TEXT SECTION:
Segment Open
On Writing

cross-posted from my vampire flynn blog



greetings, strangers.

ah, my first blog post here. i apologize for not contributing sooner, but the life of a writer is a busy one, especially when one is a vampire seer. i would say more about what i have been up to these days, but… you know…


rest assured you shall read about it eventually.

formalities aside, what brings me here is a blog post i happened upon recently which inspired me to muse upon the literary process. you can read it here, but suffice to say the author had a few opinions centered around ten canards seasoned writers offer to aspiring writers. pause for a moment to take a look at it. i shall wait.

finished? very well, then. you can see the author makes a set of his own points to counter the bits of (in his opinion) not-so-sage advice presented to the masses. it is humorous, but in the place where i stumbled upon this link, the first bits of commentary from their writing community could be best summed up as ‘fuck the establishment’. others went on to have more helpful things to offer and while my comments echo some of theirs, i still felt obliged to weigh in.

now, i consider myself something of a bohemian, and thus chuckle at the “fuck the rules” mentality, but the rules often exist for a reason even if they are misguided. in several of the blog author’s points he makes just as broad-sweeping of an assertion as the people who have determined these canards should be in place, which goes to show one that writing is a personalized venture with few consistencies outside of proper grammar and spelling.

i hope this does not prove to be too long-winded, doing a point by point evaluation. humor me a trifle.

point 1: “some people should give up. most people should give up.”

i appreciate the fact that he clarifies his objection, and in fact, he gives a rather valid piece of advice. “consider your audience.” advice on any topic is not ‘one size fits all’ and neither should it be for writing advice. no, not everybody should do this. and assuredly most people should not. those of us who have toiled over the fifteenth draft of our manuscript weeping bitter tears over the fact that we still cannot fix chapter seven would spare anybody that agony. especially when we are doing it in the wee smalls trying to make a deadline.
Segment Closed
LISTED RECORDS:
Segment Open
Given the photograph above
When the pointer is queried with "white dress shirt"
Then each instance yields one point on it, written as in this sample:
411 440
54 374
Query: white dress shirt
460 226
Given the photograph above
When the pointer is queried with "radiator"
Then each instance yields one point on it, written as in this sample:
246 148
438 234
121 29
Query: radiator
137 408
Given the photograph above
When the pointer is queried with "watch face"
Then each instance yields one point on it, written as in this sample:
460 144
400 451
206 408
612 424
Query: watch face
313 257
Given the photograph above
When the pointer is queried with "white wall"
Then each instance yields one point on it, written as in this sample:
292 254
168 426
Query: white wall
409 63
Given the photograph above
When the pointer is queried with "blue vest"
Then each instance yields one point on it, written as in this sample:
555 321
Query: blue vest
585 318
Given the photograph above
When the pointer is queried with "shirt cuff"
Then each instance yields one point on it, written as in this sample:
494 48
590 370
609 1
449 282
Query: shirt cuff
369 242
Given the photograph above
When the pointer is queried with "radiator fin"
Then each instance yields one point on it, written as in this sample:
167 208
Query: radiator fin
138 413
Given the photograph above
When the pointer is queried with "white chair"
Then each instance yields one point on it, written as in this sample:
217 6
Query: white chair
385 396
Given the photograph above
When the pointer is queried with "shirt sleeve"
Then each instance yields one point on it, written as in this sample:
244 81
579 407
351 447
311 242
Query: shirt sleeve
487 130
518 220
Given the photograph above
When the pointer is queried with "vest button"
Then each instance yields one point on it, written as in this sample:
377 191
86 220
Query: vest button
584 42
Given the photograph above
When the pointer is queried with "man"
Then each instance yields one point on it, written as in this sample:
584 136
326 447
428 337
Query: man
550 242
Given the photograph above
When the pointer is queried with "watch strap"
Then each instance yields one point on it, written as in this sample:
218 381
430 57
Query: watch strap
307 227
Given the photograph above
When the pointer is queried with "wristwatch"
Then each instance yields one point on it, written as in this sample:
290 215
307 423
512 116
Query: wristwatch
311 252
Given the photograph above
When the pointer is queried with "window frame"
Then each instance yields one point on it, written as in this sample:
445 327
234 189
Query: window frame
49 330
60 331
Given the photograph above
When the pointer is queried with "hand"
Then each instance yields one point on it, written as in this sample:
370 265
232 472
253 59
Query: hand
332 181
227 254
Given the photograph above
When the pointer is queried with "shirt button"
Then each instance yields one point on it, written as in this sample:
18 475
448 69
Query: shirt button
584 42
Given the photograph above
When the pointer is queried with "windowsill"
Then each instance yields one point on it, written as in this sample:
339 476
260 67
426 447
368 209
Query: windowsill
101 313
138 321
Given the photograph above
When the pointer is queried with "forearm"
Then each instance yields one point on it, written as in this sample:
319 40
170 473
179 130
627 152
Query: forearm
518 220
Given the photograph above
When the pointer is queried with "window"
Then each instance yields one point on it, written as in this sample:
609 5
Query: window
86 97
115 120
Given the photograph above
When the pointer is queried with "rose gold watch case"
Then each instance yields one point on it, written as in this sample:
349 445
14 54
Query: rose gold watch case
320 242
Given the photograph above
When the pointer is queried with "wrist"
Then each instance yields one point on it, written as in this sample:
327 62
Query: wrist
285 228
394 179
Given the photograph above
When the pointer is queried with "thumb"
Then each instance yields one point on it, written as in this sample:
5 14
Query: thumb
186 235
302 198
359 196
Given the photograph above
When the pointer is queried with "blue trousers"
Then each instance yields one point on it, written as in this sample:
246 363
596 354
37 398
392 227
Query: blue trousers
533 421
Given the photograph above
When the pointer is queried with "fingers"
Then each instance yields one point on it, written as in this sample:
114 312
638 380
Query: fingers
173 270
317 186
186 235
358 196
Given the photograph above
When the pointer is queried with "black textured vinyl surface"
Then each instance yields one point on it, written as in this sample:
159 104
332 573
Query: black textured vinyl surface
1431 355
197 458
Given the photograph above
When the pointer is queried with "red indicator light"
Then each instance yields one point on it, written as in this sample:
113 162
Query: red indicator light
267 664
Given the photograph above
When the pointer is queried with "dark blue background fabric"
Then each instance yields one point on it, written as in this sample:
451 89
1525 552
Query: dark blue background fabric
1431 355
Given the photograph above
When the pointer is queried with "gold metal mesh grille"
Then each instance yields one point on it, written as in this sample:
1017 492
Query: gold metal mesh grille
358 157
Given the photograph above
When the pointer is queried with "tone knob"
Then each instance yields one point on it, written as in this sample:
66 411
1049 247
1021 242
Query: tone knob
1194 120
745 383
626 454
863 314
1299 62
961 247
Segment Closed
Copy out the full "On Writing" blog post above, word for word.

On Writing

cross-posted from my vampire flynn blog



greetings, strangers.

ah, my first blog post here. i apologize for not contributing sooner, but the life of a writer is a busy one, especially when one is a vampire seer. i would say more about what i have been up to these days, but… you know…


rest assured you shall read about it eventually.

formalities aside, what brings me here is a blog post i happened upon recently which inspired me to muse upon the literary process. you can read it here, but suffice to say the author had a few opinions centered around ten canards seasoned writers offer to aspiring writers. pause for a moment to take a look at it. i shall wait.

finished? very well, then. you can see the author makes a set of his own points to counter the bits of (in his opinion) not-so-sage advice presented to the masses. it is humorous, but in the place where i stumbled upon this link, the first bits of commentary from their writing community could be best summed up as ‘fuck the establishment’. others went on to have more helpful things to offer and while my comments echo some of theirs, i still felt obliged to weigh in.

now, i consider myself something of a bohemian, and thus chuckle at the “fuck the rules” mentality, but the rules often exist for a reason even if they are misguided. in several of the blog author’s points he makes just as broad-sweeping of an assertion as the people who have determined these canards should be in place, which goes to show one that writing is a personalized venture with few consistencies outside of proper grammar and spelling.

i hope this does not prove to be too long-winded, doing a point by point evaluation. humor me a trifle.

point 1: “some people should give up. most people should give up.”

i appreciate the fact that he clarifies his objection, and in fact, he gives a rather valid piece of advice. “consider your audience.” advice on any topic is not ‘one size fits all’ and neither should it be for writing advice. no, not everybody should do this. and assuredly most people should not. those of us who have toiled over the fifteenth draft of our manuscript weeping bitter tears over the fact that we still cannot fix chapter seven would spare anybody that agony. especially when we are doing it in the wee smalls trying to make a deadline.